### PROBLEM STATEMENT
Report only the number of lines in the entries below that hold the word "trunk".

### RECORDS TO PROCESS
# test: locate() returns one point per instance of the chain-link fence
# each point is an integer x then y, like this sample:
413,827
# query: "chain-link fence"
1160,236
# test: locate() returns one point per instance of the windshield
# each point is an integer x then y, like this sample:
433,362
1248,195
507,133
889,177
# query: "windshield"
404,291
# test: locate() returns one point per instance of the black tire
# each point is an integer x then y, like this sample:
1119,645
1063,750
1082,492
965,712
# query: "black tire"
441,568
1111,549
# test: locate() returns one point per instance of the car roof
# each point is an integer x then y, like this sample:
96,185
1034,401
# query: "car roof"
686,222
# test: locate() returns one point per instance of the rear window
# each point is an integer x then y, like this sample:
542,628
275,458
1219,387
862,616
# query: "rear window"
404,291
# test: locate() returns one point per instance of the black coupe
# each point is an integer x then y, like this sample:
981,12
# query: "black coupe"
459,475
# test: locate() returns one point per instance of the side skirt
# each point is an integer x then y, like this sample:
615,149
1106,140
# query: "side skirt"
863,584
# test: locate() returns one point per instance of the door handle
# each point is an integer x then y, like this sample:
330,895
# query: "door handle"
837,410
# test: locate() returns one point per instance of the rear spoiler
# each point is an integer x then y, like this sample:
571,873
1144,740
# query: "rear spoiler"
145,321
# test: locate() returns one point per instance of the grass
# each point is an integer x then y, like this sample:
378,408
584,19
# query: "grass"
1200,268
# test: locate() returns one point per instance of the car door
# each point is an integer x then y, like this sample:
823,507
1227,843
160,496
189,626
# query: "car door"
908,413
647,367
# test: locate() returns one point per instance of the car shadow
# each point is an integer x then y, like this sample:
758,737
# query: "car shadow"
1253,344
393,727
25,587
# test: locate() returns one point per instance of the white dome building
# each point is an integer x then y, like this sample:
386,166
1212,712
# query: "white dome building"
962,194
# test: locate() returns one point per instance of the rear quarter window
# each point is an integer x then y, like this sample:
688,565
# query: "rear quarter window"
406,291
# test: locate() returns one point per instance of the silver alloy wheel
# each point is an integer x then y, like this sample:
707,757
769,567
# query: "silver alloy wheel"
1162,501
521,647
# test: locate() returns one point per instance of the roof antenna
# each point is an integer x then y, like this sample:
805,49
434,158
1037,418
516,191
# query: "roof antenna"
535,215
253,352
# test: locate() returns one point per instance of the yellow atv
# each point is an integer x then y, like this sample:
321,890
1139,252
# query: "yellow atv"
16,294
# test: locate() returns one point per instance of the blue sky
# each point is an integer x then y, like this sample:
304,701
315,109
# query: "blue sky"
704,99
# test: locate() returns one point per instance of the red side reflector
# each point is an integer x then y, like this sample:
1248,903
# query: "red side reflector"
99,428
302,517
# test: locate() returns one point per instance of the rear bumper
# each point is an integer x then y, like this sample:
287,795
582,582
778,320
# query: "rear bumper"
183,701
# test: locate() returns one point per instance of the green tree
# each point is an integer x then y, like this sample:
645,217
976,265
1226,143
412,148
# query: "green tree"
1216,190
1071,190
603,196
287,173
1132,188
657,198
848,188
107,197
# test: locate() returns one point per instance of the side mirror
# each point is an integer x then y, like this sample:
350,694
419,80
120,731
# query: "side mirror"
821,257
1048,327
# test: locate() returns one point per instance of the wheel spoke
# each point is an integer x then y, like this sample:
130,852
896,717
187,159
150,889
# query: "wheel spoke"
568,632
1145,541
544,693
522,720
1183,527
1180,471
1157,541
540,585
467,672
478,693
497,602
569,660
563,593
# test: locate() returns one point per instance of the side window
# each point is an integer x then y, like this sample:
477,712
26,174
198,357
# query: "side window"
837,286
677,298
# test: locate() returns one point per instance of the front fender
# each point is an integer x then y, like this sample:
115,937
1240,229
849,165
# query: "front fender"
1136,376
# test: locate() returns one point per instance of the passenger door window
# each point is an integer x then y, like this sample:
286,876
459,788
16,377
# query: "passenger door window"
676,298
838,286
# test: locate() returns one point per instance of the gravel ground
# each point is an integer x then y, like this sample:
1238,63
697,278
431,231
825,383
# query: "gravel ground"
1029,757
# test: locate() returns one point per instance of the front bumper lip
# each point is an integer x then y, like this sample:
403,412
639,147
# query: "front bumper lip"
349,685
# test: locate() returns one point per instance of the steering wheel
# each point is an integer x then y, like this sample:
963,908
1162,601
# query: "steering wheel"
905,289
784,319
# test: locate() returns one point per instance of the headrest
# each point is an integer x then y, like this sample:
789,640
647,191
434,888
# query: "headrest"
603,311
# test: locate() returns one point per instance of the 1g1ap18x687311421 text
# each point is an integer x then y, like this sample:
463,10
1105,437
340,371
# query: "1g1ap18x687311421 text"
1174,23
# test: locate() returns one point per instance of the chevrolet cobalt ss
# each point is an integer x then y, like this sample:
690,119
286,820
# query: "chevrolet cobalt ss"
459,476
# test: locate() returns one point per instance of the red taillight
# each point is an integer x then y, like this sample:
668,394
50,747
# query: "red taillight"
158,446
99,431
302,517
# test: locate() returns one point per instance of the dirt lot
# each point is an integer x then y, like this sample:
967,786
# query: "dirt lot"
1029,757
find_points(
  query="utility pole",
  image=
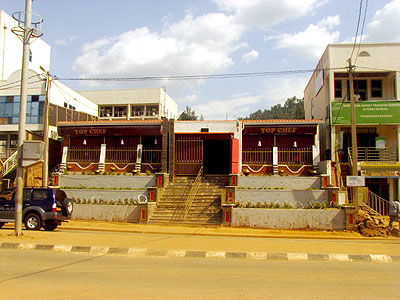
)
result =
(354, 149)
(25, 32)
(45, 168)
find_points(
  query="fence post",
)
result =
(63, 164)
(316, 158)
(275, 160)
(102, 161)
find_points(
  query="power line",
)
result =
(362, 30)
(358, 26)
(195, 77)
(3, 87)
(64, 92)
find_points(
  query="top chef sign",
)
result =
(90, 131)
(278, 130)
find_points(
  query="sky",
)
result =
(148, 38)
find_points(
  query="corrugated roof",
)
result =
(109, 122)
(284, 121)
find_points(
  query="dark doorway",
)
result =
(379, 186)
(217, 157)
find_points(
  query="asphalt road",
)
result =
(48, 275)
(193, 242)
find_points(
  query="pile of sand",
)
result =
(370, 224)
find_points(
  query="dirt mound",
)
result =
(370, 224)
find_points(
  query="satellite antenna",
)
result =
(35, 29)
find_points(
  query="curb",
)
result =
(224, 234)
(145, 252)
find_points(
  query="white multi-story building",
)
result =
(65, 104)
(146, 103)
(376, 90)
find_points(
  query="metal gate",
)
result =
(188, 157)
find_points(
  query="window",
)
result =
(151, 110)
(376, 88)
(360, 88)
(39, 195)
(119, 111)
(338, 89)
(105, 111)
(137, 111)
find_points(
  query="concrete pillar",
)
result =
(351, 215)
(398, 159)
(227, 215)
(171, 150)
(164, 151)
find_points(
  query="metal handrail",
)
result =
(338, 169)
(375, 154)
(192, 193)
(377, 203)
(9, 164)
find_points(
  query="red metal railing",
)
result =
(259, 156)
(120, 155)
(83, 154)
(295, 156)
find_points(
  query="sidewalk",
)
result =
(154, 240)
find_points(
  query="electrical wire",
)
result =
(18, 82)
(358, 26)
(362, 30)
(195, 77)
(64, 92)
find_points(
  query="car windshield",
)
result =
(60, 195)
(6, 195)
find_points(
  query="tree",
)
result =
(293, 108)
(188, 114)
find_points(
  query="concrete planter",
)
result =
(296, 198)
(106, 195)
(112, 213)
(108, 181)
(333, 219)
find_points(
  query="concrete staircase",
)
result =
(205, 208)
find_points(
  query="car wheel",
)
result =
(50, 226)
(33, 222)
(67, 207)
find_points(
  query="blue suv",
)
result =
(42, 207)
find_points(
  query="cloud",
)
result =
(250, 56)
(385, 24)
(265, 14)
(199, 45)
(187, 99)
(66, 41)
(278, 89)
(219, 109)
(310, 43)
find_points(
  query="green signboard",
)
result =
(367, 112)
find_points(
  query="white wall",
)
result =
(146, 96)
(11, 50)
(213, 126)
(60, 93)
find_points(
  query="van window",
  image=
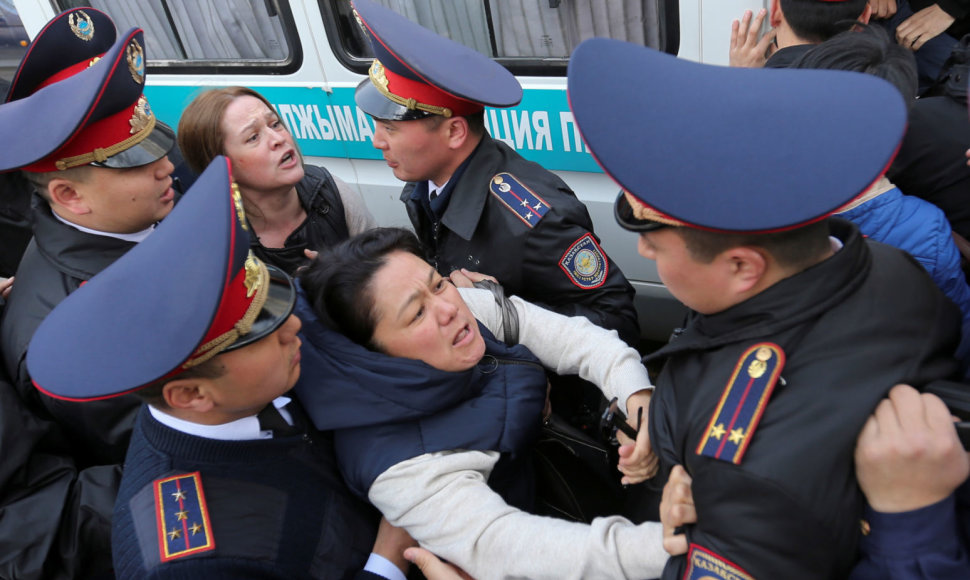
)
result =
(527, 36)
(231, 36)
(13, 44)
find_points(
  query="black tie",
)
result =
(270, 419)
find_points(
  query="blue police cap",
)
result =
(75, 102)
(417, 73)
(73, 36)
(730, 149)
(191, 290)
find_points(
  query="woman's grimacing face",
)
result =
(421, 316)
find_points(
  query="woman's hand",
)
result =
(923, 26)
(637, 461)
(465, 278)
(6, 285)
(432, 567)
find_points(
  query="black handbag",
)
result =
(954, 74)
(576, 475)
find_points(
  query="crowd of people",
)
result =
(215, 363)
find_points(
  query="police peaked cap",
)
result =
(189, 291)
(417, 73)
(80, 112)
(730, 149)
(73, 36)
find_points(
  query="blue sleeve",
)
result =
(923, 544)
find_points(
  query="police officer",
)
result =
(223, 477)
(799, 325)
(474, 202)
(77, 125)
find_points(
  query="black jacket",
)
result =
(480, 232)
(850, 327)
(62, 460)
(273, 509)
(324, 226)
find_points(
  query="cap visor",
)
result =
(624, 216)
(277, 308)
(371, 101)
(149, 150)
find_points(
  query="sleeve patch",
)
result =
(702, 564)
(743, 402)
(519, 199)
(182, 516)
(585, 263)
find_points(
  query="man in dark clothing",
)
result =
(474, 202)
(224, 478)
(931, 162)
(97, 160)
(799, 326)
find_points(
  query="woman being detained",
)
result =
(434, 418)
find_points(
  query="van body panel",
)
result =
(316, 100)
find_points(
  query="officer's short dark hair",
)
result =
(867, 50)
(152, 393)
(338, 282)
(797, 248)
(817, 21)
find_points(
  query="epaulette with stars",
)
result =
(183, 517)
(519, 199)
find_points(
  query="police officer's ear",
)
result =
(458, 132)
(775, 15)
(65, 193)
(188, 395)
(746, 269)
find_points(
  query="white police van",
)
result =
(307, 56)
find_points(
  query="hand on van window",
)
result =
(677, 509)
(6, 284)
(637, 461)
(919, 28)
(882, 8)
(432, 567)
(908, 455)
(465, 278)
(747, 50)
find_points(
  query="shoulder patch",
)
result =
(182, 516)
(585, 263)
(702, 564)
(743, 402)
(519, 199)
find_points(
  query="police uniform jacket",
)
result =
(57, 261)
(546, 252)
(849, 329)
(930, 543)
(324, 226)
(192, 507)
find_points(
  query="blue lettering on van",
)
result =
(329, 124)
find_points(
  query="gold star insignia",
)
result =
(252, 280)
(717, 431)
(736, 436)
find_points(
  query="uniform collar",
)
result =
(133, 238)
(245, 429)
(462, 218)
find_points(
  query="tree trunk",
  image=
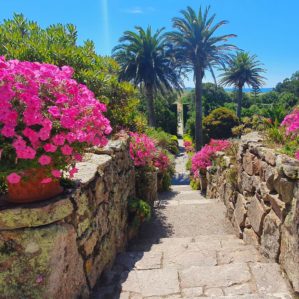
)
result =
(150, 105)
(198, 110)
(240, 98)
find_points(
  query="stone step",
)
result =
(240, 280)
(181, 257)
(180, 188)
(200, 242)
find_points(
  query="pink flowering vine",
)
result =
(203, 159)
(46, 119)
(189, 148)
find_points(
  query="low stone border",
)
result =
(261, 192)
(59, 248)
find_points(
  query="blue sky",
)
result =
(264, 27)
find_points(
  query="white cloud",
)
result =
(134, 10)
(139, 10)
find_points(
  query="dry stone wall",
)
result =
(59, 248)
(260, 189)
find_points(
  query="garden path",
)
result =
(189, 250)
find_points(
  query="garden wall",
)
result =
(59, 248)
(260, 189)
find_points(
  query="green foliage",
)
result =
(289, 85)
(26, 40)
(165, 111)
(213, 97)
(139, 211)
(164, 140)
(146, 61)
(219, 124)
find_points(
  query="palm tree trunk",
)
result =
(240, 98)
(150, 105)
(198, 110)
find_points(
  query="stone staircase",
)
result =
(201, 257)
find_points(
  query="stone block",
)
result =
(250, 237)
(240, 211)
(286, 190)
(34, 215)
(256, 214)
(161, 282)
(248, 159)
(249, 183)
(289, 256)
(267, 174)
(278, 206)
(270, 239)
(239, 255)
(269, 278)
(288, 166)
(88, 168)
(215, 277)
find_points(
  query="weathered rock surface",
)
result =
(265, 213)
(270, 240)
(59, 248)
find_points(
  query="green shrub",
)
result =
(195, 184)
(139, 211)
(57, 44)
(219, 123)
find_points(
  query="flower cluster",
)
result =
(144, 152)
(142, 149)
(47, 119)
(203, 159)
(188, 146)
(161, 161)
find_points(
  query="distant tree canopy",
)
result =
(290, 85)
(25, 40)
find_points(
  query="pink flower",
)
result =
(44, 160)
(54, 111)
(58, 139)
(142, 149)
(46, 181)
(67, 150)
(13, 178)
(203, 159)
(73, 171)
(50, 148)
(56, 173)
(41, 108)
(78, 157)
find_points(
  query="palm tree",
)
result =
(198, 49)
(146, 60)
(243, 69)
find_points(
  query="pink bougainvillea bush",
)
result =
(203, 159)
(189, 148)
(161, 161)
(144, 153)
(47, 119)
(291, 122)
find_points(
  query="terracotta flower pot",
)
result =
(30, 189)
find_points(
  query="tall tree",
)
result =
(146, 60)
(198, 49)
(243, 68)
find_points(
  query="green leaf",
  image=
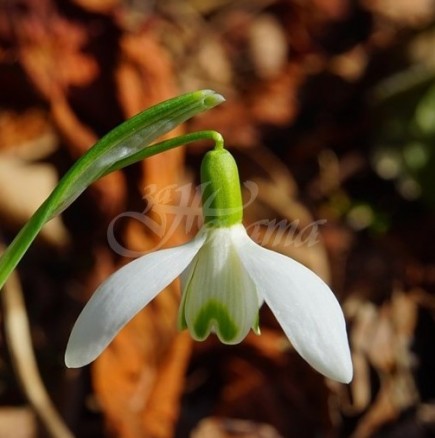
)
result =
(124, 145)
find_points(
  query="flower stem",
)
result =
(62, 196)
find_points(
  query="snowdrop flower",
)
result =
(225, 279)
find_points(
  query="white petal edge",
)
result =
(305, 307)
(218, 277)
(122, 296)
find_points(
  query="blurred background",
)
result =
(330, 110)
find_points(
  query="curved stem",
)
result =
(61, 197)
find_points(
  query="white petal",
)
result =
(123, 295)
(304, 305)
(218, 294)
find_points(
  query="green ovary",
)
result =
(215, 316)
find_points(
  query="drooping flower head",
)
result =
(225, 278)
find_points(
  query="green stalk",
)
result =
(125, 145)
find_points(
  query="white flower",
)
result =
(225, 279)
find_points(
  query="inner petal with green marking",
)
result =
(218, 294)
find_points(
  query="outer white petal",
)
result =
(305, 307)
(218, 294)
(123, 295)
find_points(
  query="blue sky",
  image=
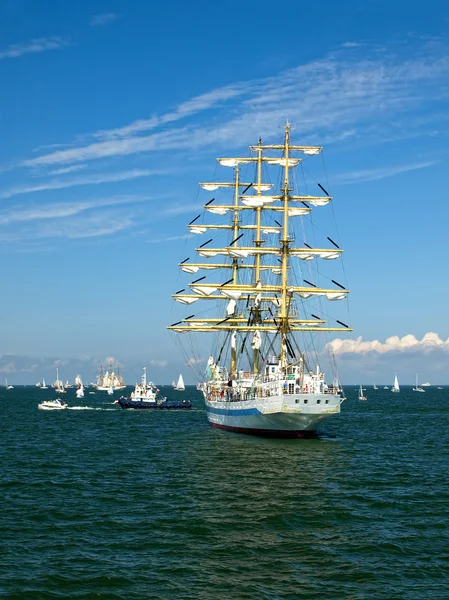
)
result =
(110, 114)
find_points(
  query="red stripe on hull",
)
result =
(271, 433)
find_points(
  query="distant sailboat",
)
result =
(395, 387)
(58, 385)
(79, 387)
(417, 388)
(180, 387)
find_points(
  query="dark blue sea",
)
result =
(105, 503)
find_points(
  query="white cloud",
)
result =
(195, 361)
(158, 363)
(408, 343)
(63, 210)
(57, 184)
(335, 95)
(32, 47)
(171, 238)
(103, 19)
(380, 173)
(65, 170)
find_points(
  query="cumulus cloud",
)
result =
(34, 46)
(103, 19)
(407, 343)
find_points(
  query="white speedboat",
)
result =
(52, 405)
(361, 396)
(417, 388)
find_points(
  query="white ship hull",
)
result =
(277, 416)
(102, 388)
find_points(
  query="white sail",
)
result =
(180, 385)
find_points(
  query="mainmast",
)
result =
(285, 251)
(258, 243)
(235, 267)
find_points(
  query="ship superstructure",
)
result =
(259, 379)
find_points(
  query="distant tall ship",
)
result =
(110, 380)
(395, 387)
(260, 379)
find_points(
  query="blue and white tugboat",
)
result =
(145, 395)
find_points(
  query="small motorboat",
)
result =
(52, 405)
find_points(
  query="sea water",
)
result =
(100, 502)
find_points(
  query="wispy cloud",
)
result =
(103, 19)
(171, 238)
(62, 210)
(57, 184)
(407, 343)
(65, 170)
(158, 363)
(379, 173)
(77, 227)
(335, 97)
(33, 47)
(191, 107)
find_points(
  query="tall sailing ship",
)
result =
(260, 378)
(110, 380)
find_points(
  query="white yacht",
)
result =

### ANSWER
2